**WORK TASK:** Give every line from the entries that contains "head".

**Natural language region descriptions:**
━━━━
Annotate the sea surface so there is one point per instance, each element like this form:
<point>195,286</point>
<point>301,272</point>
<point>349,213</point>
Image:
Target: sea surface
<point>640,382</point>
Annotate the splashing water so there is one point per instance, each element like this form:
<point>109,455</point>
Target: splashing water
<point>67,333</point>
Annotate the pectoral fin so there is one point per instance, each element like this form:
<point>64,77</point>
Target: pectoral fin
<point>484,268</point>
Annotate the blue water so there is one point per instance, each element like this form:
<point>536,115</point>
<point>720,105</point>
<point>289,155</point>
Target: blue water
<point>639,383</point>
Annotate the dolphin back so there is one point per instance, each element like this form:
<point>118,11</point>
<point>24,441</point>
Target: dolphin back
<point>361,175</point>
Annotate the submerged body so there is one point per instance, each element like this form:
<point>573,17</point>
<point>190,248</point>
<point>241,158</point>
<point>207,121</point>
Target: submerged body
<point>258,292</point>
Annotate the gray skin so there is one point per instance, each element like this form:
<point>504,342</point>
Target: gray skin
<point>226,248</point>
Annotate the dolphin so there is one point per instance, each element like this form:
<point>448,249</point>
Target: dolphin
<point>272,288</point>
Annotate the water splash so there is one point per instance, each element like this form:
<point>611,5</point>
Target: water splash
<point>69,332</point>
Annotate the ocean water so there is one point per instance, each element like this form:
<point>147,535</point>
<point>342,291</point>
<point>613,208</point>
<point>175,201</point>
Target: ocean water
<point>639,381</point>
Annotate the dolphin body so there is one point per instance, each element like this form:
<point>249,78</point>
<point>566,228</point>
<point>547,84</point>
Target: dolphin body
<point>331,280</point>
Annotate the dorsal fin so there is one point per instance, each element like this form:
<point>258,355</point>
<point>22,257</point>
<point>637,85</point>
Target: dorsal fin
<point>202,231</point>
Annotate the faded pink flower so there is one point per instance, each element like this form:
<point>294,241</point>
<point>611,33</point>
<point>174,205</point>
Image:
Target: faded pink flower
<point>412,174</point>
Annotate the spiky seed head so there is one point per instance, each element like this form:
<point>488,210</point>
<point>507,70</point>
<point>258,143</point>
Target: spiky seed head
━━━━
**ANSWER AREA:**
Annotate the spiky seed head so there is one point per instance, each element like this form:
Target: spiky seed head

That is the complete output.